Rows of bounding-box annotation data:

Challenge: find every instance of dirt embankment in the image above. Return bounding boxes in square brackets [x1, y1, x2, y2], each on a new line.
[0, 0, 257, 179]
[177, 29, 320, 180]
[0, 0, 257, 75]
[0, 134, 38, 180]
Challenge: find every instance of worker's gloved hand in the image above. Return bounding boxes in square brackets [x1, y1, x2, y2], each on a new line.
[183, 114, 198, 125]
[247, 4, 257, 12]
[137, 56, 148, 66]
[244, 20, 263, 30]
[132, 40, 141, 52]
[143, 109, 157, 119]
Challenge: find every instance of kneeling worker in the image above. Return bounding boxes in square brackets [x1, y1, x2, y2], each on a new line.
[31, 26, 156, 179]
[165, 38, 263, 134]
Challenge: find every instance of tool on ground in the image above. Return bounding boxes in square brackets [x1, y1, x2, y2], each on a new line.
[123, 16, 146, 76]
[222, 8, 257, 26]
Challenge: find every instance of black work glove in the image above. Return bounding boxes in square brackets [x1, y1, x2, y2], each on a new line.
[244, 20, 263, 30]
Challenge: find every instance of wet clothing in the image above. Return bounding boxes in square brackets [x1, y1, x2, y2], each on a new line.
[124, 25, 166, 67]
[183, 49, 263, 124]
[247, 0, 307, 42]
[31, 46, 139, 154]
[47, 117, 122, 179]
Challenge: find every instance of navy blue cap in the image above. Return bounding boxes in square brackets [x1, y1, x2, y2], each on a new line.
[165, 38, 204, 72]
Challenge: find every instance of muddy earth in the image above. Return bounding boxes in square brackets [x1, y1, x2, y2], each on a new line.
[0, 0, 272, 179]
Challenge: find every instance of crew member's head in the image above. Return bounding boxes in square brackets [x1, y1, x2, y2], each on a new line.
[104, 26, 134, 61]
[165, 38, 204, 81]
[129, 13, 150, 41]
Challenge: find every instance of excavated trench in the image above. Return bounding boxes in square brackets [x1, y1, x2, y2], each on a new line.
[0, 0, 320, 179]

**DIRECTION**
Can you copy all of the material above line for line, with no changes?

**RESULT BELOW**
Challenge: find every instance of dirt embankment in the image above. Return bounding boxes in square brackets [x1, y1, x2, y2], each on a new line.
[0, 0, 257, 179]
[177, 29, 320, 180]
[0, 0, 257, 75]
[0, 134, 38, 180]
Challenge: find every instance of worker's gloved hand in the image above. Return bounding boxes in square brackets [x1, y1, x2, y2], each on a new line.
[183, 114, 198, 125]
[247, 4, 257, 12]
[137, 56, 148, 66]
[244, 20, 263, 30]
[132, 40, 141, 52]
[143, 109, 157, 119]
Challenge: find every instance of kneeling worker in the image above. Return bounding boxes in square brackets [x1, y1, x2, y2], each on a new line.
[31, 26, 156, 179]
[165, 38, 263, 134]
Challenge: find every instance of tool on ground in the image above. Return bounding boxes in square brackets [x1, y1, x2, y2], each on a new line.
[123, 16, 146, 76]
[222, 8, 257, 26]
Challenge: find every instance of black work glove in the image above. Return bounding boxes in square brackets [x1, y1, x2, y2], each on a new line.
[244, 20, 263, 30]
Challenge: find every instance of wet clothing in the image above. Return bounding boxes in square brackets [x1, y1, x2, y2], each on a new line.
[124, 25, 166, 67]
[183, 49, 263, 124]
[247, 0, 307, 42]
[31, 46, 139, 154]
[47, 117, 122, 179]
Challenge: find every instance of navy blue cap in the image above. Return bounding boxes in square brackets [x1, y1, x2, y2], each on a new line.
[165, 38, 204, 72]
Challenge: find every instance of muddy earth in the image above. Return bounding boxes in square brackets [x1, y1, x2, y2], each on a new line.
[0, 0, 272, 179]
Challenge: find every instance of crew member's head in the image above. Return bounding boxes in square brackets [x1, y1, x2, y2], each on a new line.
[104, 26, 134, 61]
[165, 38, 204, 81]
[129, 13, 150, 41]
Challenge: find every instance of excavated trench in the image above. Return bounding boxes in square brackets [x1, y1, x2, y2], each on a new line.
[0, 0, 320, 179]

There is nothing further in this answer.